#### Material for the task

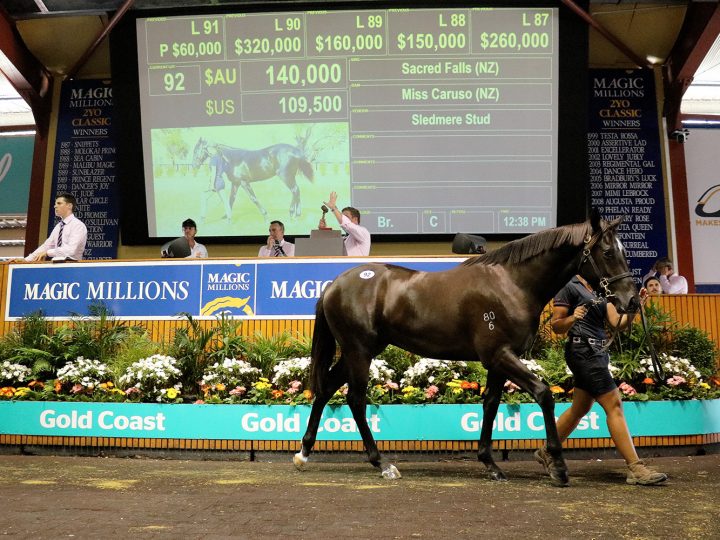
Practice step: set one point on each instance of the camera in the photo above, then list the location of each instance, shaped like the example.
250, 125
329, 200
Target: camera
680, 135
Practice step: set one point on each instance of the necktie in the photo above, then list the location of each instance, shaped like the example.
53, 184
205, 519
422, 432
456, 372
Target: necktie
62, 226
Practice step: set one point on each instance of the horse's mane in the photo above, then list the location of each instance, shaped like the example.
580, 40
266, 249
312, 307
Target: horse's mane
522, 249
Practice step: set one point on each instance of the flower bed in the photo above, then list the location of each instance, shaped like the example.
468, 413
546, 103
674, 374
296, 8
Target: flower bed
102, 360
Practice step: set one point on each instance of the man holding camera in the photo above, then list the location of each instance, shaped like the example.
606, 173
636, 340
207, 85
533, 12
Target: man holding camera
276, 245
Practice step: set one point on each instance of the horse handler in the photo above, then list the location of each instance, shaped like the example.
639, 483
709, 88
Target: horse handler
581, 313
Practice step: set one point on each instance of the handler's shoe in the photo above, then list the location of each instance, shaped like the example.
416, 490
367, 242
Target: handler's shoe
640, 474
543, 458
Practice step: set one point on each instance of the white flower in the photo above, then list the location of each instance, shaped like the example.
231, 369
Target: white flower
87, 372
231, 373
14, 373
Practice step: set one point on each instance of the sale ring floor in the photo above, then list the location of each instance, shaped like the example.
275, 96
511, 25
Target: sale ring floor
99, 497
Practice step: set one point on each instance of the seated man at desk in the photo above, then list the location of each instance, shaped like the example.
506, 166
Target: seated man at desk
276, 245
67, 240
357, 241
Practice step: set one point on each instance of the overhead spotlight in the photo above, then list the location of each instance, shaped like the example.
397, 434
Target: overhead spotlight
468, 244
680, 135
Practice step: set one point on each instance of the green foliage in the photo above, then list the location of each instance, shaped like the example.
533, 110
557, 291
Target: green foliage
191, 349
398, 359
694, 344
264, 352
227, 340
137, 344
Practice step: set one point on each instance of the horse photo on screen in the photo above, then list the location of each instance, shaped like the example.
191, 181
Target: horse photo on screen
243, 167
486, 309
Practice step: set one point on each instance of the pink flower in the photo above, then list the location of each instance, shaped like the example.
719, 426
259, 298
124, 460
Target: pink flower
238, 391
628, 390
676, 380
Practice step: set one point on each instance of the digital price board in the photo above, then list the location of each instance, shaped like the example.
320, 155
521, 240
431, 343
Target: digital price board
429, 121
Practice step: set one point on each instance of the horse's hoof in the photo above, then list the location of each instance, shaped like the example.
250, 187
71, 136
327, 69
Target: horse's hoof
497, 476
559, 478
391, 473
299, 461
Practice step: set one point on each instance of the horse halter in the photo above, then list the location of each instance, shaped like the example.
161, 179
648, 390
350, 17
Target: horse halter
605, 282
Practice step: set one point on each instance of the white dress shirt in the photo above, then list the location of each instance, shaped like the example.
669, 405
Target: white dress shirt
198, 251
73, 241
673, 284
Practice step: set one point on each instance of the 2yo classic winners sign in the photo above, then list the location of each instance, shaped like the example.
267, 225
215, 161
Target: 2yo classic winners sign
263, 289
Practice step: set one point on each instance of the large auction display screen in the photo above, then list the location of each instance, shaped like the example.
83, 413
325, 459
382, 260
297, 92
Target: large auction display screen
429, 121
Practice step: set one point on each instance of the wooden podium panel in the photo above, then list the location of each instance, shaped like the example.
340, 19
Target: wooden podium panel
322, 242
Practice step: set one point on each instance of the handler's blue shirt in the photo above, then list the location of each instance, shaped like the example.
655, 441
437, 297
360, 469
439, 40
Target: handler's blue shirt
576, 294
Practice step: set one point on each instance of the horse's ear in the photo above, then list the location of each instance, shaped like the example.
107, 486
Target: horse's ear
595, 219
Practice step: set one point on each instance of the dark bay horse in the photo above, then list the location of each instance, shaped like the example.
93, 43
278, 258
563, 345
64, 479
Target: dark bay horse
486, 309
243, 167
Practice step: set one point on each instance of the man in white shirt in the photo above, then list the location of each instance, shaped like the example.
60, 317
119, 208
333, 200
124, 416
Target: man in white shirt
357, 241
67, 240
276, 245
197, 250
670, 282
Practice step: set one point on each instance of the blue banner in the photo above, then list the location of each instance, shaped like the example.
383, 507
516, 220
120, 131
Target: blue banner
252, 288
387, 422
85, 163
625, 162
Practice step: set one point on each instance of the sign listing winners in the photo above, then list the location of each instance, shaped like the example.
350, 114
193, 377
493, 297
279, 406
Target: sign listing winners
85, 163
404, 81
624, 158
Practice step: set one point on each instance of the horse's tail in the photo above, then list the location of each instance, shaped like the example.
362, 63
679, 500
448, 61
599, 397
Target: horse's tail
306, 169
323, 349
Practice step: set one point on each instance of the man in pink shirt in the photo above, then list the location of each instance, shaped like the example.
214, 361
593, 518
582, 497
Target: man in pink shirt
357, 241
671, 282
67, 240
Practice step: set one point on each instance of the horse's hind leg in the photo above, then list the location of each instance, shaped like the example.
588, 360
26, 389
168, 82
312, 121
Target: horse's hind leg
358, 375
249, 190
493, 394
525, 379
335, 379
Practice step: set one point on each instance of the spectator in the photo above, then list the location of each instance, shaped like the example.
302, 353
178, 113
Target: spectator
357, 241
197, 250
670, 282
276, 245
653, 286
67, 240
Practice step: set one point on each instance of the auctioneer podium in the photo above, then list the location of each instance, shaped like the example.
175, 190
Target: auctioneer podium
326, 242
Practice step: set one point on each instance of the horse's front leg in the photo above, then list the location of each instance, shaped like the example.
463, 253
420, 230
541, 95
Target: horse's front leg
335, 379
491, 402
358, 375
295, 208
249, 190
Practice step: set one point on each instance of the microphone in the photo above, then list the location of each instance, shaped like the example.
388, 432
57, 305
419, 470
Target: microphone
278, 248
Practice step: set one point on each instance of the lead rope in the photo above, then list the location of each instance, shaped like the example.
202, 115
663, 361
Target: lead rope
657, 366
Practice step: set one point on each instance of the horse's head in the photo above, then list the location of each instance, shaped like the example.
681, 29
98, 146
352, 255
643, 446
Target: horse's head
200, 152
604, 266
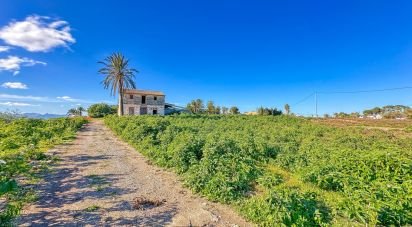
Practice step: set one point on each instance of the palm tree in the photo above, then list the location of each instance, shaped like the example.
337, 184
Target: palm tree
119, 76
80, 110
72, 112
287, 109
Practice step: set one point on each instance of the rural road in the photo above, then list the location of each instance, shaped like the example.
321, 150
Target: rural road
100, 180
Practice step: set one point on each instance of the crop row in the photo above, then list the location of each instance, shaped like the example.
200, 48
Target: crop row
282, 170
22, 143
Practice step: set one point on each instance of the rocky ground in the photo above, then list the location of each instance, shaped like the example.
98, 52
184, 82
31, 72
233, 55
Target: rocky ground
100, 180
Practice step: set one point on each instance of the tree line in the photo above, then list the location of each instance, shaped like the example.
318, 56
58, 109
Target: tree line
197, 106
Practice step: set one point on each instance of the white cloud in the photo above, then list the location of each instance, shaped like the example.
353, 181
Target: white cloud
66, 98
60, 99
37, 33
24, 97
14, 85
4, 48
14, 63
16, 104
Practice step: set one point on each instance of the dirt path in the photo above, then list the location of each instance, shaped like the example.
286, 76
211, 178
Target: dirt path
98, 179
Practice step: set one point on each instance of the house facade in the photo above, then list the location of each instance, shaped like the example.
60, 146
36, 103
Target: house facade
143, 102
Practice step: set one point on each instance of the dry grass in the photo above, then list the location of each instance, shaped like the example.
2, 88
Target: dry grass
141, 203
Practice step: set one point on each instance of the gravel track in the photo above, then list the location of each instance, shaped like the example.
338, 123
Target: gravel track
98, 180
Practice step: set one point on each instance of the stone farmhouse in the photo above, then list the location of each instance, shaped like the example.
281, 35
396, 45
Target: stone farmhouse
143, 102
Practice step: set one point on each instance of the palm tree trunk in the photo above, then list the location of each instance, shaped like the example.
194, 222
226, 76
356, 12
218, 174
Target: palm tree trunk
121, 112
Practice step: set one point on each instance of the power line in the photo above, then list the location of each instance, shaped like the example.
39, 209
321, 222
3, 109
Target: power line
364, 91
347, 92
304, 99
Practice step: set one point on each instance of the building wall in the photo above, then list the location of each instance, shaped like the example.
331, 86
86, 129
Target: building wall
151, 104
137, 109
137, 99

########

- [What is expected] Your answer must be the lines from the one containing "Practice step: set one point on each instance of the power" to the last line of the entries, repeated exactly and with nothing else.

- [Exercise output]
Practice step: set one point on each instance of the power line in the photo above, then list the location of each instance, shaped like the example.
39, 209
321, 222
3, 109
Target: power line
364, 91
347, 92
304, 99
Practice step: set one point on each instance of the building wall in the photo above, then list the location of each instance, shaped like the example.
331, 86
86, 129
Target: building wall
151, 104
137, 109
137, 99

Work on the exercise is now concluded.